WHAT THE TASK ASKS: Report each line of the data below that contains the string "building", copying every such line in full. The match is case-sensitive.
# Start of MATERIAL PROVIDED
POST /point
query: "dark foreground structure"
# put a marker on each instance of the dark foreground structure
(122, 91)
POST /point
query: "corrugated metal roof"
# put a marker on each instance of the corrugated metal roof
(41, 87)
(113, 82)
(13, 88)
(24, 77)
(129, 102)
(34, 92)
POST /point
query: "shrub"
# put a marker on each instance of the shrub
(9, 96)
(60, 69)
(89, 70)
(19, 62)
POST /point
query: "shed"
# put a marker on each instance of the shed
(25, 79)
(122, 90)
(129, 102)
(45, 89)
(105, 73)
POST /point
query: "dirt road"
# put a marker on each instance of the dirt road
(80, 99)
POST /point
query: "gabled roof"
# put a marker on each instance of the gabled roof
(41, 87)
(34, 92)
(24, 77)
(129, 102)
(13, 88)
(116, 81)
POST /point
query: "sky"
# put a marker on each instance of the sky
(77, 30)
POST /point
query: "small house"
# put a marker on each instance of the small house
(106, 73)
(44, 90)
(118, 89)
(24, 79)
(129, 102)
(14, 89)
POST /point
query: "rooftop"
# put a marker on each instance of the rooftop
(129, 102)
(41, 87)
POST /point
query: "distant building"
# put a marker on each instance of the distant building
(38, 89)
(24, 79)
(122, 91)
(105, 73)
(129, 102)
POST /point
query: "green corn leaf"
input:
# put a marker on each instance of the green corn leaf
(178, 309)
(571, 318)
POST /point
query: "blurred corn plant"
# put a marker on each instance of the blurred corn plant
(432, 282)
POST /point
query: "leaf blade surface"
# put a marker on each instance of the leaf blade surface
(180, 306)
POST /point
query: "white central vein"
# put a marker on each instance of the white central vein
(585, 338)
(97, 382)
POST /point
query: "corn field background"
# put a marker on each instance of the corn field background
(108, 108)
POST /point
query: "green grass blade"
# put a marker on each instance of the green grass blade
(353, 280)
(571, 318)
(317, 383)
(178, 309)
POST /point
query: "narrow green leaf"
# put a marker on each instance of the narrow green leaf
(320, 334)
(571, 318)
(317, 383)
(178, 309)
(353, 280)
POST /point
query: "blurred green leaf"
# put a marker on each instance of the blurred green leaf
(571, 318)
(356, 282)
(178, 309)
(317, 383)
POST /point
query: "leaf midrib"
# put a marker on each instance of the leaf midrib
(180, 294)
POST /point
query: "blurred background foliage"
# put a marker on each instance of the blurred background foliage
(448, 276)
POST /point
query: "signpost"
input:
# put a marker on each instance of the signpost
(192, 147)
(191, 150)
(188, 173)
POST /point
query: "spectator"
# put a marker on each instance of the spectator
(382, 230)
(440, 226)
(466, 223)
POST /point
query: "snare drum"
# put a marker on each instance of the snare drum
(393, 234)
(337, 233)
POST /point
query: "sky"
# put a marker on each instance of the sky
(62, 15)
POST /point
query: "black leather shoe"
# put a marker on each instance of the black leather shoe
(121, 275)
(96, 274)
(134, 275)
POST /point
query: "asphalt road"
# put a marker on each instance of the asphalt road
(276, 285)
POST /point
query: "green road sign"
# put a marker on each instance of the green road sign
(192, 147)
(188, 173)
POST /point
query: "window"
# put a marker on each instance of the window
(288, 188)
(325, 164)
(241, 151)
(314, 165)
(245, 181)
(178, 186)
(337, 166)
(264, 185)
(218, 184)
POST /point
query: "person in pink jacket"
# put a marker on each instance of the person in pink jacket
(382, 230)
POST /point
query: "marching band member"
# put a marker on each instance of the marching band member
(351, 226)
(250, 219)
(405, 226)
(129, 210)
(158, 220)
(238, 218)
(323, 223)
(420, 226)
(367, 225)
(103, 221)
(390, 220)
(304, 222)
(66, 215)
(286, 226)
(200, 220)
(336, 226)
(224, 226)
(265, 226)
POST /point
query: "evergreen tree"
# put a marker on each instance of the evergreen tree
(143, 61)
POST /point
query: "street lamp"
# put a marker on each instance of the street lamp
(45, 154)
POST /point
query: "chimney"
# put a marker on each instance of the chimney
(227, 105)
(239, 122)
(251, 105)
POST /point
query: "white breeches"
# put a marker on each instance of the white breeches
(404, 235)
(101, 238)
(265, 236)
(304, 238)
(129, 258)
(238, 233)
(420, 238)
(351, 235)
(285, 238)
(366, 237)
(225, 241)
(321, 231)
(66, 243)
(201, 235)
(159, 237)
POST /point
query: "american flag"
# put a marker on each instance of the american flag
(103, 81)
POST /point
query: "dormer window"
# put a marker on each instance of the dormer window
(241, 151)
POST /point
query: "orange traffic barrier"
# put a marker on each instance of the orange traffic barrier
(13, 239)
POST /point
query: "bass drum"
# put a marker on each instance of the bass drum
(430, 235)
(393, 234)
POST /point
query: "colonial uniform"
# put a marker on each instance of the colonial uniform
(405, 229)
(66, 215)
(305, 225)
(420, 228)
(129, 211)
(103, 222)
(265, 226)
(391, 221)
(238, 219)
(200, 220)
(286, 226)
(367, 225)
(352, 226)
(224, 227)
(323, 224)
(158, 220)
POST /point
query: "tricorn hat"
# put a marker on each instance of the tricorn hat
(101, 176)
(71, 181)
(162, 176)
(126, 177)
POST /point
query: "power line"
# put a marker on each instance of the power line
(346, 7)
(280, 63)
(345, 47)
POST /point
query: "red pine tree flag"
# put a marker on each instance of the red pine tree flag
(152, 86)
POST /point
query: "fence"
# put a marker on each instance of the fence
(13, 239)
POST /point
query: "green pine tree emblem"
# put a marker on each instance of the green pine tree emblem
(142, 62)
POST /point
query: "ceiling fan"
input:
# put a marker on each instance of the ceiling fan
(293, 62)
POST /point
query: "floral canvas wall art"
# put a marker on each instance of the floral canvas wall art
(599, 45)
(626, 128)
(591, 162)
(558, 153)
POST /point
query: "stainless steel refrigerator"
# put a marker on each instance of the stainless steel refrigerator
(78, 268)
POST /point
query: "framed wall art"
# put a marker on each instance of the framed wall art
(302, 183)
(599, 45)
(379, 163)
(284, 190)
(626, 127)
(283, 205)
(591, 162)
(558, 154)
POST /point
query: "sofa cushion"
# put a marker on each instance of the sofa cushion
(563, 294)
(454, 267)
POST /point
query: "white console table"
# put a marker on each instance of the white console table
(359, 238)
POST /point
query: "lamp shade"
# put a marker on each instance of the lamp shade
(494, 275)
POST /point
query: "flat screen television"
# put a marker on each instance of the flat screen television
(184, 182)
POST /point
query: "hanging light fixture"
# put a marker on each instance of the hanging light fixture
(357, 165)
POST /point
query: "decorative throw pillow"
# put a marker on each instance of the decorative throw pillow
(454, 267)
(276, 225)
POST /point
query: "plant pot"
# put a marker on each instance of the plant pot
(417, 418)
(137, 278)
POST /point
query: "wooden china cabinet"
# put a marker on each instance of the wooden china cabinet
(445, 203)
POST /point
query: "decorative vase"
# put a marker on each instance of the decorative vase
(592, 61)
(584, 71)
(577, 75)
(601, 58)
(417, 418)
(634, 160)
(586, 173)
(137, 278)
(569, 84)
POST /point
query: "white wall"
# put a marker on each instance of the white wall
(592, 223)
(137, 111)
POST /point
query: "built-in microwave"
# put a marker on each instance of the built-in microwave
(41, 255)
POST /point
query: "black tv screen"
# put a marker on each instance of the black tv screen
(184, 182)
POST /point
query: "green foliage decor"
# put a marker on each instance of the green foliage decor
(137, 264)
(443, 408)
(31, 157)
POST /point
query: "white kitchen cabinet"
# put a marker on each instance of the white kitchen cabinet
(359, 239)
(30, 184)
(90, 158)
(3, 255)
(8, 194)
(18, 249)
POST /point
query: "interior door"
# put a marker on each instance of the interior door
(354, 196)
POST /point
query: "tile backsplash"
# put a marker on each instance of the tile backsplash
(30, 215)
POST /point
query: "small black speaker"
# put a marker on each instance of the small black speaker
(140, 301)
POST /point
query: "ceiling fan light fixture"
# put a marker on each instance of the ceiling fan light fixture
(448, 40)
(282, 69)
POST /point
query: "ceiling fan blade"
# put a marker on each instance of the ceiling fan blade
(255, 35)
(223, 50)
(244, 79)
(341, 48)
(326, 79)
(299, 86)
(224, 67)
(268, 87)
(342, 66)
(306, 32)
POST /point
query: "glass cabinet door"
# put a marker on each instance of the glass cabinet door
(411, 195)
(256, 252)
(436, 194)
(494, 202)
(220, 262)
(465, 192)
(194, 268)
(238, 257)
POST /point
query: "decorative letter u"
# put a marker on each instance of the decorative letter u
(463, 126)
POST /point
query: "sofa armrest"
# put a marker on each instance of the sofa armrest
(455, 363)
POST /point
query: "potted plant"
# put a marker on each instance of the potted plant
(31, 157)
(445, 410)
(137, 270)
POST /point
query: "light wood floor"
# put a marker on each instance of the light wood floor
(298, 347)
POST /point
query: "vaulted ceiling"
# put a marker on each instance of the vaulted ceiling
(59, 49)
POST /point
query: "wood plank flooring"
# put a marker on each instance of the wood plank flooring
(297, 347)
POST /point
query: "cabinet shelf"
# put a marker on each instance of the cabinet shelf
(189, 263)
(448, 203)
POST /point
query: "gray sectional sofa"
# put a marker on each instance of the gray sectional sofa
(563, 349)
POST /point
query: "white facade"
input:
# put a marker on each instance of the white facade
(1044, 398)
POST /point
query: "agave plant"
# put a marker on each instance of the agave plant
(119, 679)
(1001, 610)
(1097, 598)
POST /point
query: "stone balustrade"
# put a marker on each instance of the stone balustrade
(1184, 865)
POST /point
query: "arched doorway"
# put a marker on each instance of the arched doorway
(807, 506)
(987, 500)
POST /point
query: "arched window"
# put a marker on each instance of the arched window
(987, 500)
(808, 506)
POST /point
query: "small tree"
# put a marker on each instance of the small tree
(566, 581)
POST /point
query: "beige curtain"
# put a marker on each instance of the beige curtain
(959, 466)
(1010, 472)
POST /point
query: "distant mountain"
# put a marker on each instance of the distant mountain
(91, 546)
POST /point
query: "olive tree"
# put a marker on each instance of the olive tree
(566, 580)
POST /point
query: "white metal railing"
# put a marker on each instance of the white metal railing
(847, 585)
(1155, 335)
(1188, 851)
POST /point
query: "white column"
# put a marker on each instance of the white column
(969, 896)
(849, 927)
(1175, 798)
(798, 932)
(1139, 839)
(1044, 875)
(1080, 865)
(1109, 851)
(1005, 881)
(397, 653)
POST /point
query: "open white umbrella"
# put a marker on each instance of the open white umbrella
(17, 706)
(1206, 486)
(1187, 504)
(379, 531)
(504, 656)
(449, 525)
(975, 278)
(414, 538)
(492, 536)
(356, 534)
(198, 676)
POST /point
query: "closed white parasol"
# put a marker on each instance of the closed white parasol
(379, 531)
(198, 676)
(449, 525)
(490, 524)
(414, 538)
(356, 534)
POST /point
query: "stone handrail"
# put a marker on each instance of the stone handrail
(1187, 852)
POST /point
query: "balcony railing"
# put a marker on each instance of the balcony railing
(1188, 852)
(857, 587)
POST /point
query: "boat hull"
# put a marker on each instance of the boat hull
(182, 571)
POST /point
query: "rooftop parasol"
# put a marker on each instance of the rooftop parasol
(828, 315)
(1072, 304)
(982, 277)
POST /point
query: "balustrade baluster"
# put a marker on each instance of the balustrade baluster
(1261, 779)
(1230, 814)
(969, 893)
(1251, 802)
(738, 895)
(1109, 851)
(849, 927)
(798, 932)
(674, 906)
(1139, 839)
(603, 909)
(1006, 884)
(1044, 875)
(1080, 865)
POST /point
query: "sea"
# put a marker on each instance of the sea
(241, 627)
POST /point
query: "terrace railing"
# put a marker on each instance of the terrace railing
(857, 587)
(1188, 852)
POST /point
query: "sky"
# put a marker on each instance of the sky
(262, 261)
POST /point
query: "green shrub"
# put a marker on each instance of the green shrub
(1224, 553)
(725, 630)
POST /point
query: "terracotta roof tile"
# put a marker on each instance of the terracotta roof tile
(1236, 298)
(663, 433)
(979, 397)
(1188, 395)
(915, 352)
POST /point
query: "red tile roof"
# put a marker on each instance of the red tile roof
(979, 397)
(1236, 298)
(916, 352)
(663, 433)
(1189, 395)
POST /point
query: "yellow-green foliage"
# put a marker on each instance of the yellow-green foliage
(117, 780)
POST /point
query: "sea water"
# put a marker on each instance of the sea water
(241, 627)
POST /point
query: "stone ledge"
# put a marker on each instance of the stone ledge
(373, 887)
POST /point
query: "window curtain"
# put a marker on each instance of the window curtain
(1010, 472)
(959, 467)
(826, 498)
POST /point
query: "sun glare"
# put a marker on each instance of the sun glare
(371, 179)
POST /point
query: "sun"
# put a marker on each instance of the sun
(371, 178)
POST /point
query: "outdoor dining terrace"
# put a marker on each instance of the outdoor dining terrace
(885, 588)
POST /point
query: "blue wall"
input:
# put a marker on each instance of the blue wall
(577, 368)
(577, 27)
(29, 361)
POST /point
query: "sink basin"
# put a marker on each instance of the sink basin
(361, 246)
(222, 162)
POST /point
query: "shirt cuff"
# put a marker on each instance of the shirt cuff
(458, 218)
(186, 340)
# End of MATERIAL PROVIDED
REPLY TO THE TASK:
query: "distant building"
# put a marker on each instance of the distant building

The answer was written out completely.